WHAT TO WORK ON — If a line of the records contains the word "below", list it.

Records from a collection
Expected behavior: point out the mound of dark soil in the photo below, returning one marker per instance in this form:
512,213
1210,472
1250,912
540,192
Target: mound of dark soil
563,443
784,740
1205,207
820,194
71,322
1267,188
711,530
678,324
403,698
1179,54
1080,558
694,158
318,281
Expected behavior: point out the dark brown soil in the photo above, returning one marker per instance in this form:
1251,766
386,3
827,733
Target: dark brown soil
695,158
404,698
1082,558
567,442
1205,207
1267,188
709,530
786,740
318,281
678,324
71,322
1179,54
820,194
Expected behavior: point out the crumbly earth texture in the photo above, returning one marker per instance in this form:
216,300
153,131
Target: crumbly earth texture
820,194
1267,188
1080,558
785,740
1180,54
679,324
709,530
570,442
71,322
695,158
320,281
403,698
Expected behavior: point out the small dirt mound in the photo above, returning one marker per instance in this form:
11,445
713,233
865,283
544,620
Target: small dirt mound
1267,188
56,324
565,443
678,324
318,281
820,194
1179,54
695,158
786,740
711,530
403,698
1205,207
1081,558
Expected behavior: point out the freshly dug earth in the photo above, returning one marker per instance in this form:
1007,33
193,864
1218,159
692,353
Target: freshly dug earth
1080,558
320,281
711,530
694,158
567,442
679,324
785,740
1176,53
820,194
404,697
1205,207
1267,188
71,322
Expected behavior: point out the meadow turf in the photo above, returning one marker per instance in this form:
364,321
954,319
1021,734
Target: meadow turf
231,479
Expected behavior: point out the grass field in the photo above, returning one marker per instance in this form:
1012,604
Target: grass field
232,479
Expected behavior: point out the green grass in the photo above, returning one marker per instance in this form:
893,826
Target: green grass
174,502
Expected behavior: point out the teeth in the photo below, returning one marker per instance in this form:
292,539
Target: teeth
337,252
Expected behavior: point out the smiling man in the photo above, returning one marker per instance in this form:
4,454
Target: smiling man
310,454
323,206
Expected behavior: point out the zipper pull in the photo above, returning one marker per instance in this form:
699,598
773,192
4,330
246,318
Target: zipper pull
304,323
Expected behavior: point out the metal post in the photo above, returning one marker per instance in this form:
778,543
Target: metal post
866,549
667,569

RESULT OF THIS TASK —
Expected behavior: point out the mound of dark soil in the photo below, returning one marker per instance in this form:
Expected behavior: point out the teeth in the photo below, returning one marker per instance in this form:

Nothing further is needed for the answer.